* TASK DETAILS:
Copy out in full every line of the listing below that contains the string "green". Treat uppercase and lowercase letters as different.
## start MATERIAL PROVIDED
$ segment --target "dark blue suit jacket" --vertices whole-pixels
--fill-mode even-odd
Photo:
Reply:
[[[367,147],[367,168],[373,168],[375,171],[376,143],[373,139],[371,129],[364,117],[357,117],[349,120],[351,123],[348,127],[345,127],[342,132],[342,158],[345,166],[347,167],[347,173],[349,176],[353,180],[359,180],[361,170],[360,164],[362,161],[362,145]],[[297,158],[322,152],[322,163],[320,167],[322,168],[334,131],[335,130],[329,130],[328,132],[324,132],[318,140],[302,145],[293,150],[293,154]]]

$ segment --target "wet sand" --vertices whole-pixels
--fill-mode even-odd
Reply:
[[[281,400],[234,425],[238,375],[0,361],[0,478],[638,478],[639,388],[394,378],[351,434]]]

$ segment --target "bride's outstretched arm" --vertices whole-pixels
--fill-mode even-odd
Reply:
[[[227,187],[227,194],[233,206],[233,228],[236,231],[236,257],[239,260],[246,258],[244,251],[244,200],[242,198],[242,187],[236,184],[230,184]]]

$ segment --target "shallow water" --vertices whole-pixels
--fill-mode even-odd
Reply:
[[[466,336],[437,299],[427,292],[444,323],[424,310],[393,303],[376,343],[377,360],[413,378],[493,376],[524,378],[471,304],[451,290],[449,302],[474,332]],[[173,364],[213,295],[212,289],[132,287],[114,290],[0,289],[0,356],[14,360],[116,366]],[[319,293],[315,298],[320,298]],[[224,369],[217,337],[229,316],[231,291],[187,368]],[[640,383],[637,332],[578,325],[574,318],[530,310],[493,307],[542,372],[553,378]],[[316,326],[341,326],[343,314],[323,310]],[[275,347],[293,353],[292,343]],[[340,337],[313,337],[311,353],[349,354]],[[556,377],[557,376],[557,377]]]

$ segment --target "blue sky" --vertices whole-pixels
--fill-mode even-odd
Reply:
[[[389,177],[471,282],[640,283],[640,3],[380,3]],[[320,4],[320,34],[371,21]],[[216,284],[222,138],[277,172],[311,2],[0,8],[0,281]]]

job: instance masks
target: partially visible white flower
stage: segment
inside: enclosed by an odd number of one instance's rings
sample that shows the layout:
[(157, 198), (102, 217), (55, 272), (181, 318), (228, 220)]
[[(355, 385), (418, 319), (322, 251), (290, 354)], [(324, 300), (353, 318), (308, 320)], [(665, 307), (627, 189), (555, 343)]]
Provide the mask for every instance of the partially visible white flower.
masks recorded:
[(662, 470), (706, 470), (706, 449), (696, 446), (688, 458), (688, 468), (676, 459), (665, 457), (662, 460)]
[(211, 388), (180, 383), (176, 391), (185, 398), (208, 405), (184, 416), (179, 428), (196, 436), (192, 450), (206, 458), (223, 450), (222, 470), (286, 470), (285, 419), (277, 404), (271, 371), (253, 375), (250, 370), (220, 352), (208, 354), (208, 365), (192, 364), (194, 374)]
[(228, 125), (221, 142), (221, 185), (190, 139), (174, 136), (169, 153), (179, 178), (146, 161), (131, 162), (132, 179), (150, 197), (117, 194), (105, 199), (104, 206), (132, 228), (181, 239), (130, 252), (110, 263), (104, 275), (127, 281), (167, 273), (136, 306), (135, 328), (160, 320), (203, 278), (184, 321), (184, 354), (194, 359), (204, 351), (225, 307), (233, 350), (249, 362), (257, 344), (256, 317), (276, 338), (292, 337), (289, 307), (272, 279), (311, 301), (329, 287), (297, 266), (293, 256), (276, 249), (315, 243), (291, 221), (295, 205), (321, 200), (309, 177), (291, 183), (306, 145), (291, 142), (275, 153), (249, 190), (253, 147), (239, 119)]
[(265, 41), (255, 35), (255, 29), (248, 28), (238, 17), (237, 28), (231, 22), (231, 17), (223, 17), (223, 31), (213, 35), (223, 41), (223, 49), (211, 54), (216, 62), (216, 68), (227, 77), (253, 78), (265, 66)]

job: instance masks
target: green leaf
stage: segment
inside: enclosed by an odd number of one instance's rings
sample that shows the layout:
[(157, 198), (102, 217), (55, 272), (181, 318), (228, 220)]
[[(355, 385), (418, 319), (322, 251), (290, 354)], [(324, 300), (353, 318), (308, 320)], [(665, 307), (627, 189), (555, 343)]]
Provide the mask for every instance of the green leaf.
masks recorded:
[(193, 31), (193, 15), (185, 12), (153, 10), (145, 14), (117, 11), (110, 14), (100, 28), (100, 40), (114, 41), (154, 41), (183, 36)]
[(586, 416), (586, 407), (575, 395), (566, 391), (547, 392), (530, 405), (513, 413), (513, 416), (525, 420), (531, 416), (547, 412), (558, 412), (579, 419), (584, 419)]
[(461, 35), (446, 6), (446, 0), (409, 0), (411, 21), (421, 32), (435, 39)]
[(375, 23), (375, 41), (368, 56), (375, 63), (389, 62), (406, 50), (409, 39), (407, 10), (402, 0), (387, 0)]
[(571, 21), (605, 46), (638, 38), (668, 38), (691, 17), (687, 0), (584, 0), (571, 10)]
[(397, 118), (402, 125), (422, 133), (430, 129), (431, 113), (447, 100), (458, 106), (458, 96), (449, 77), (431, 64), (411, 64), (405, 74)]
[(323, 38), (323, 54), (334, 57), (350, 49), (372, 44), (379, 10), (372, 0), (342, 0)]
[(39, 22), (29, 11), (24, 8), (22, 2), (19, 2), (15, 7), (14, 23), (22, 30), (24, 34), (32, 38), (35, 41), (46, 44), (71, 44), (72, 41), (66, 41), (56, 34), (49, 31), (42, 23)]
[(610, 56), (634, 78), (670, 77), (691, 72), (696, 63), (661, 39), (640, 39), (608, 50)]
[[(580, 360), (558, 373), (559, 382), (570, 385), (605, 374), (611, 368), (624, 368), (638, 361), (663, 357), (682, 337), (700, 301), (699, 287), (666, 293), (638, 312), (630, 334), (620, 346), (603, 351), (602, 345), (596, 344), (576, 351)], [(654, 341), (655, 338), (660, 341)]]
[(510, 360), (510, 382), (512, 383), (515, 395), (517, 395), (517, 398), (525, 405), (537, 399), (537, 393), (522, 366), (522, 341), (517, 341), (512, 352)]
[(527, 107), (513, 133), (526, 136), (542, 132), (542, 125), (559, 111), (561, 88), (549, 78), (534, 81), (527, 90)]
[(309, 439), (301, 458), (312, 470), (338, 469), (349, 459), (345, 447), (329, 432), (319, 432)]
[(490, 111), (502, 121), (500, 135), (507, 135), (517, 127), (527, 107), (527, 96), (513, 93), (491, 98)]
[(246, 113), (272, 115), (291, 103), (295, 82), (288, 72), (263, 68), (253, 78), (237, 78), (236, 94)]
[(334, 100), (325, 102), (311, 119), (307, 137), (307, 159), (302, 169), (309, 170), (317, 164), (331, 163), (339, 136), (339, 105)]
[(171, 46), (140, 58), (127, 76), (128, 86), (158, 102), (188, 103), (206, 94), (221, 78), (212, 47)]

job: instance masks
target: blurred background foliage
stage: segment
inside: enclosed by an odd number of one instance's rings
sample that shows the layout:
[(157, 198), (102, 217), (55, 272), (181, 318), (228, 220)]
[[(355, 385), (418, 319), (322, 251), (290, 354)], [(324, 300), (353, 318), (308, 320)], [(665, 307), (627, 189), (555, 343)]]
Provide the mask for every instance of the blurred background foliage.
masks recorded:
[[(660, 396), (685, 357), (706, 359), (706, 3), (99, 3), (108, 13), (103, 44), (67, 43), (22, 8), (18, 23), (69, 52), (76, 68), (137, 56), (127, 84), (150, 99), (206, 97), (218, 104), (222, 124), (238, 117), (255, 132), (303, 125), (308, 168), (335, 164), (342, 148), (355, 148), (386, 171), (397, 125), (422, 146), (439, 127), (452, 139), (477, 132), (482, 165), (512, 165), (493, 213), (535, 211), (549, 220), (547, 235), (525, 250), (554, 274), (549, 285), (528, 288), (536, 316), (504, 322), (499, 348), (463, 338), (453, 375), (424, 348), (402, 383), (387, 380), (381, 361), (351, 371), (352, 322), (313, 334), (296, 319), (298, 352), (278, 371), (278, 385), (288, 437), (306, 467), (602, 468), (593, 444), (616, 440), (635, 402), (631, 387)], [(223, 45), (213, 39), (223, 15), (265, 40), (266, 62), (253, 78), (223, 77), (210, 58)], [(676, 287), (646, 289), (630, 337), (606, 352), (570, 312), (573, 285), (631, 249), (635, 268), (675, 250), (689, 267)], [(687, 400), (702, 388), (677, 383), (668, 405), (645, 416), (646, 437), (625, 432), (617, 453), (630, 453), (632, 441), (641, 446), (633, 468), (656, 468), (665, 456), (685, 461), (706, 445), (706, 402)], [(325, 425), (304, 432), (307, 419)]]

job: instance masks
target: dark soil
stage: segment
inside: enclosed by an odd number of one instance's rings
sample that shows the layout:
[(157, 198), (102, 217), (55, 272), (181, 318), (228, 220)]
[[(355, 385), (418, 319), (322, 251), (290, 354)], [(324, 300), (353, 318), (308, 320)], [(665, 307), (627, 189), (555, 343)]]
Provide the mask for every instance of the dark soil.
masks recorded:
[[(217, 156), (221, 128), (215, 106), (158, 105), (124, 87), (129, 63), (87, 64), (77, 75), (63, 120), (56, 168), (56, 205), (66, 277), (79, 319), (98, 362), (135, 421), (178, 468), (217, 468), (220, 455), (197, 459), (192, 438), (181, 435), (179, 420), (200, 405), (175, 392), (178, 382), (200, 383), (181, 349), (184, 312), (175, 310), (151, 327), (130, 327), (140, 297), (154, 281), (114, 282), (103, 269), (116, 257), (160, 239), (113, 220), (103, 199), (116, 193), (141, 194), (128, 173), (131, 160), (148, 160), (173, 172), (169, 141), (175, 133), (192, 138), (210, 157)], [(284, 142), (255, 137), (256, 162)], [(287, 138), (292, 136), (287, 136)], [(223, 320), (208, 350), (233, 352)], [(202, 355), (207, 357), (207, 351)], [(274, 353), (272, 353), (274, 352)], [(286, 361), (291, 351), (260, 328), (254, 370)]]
## end MATERIAL PROVIDED
* SOLUTION TO THE EXERCISE:
target: green leaf
Provide the mask for every instance of the green leaf.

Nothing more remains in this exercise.